> **WHAT YOU ARE ASKED TO DO**
Transcribe every line below exactly; no image goes into the output.

(Data excerpts)

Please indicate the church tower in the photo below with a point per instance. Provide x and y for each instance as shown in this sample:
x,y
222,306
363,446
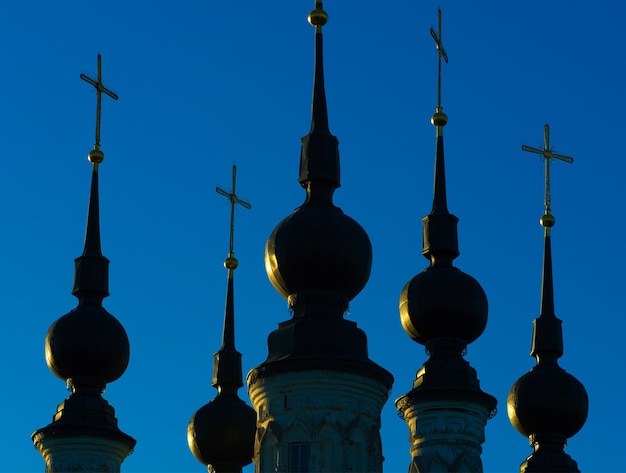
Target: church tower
x,y
444,309
318,396
88,348
221,433
547,404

> **COMPLETED TASK**
Please indicate the church tower in the photo below with a point per instance. Provide x and y for each instance as shown in this sample:
x,y
222,306
363,446
Target: church tower
x,y
444,309
318,396
88,348
221,433
547,404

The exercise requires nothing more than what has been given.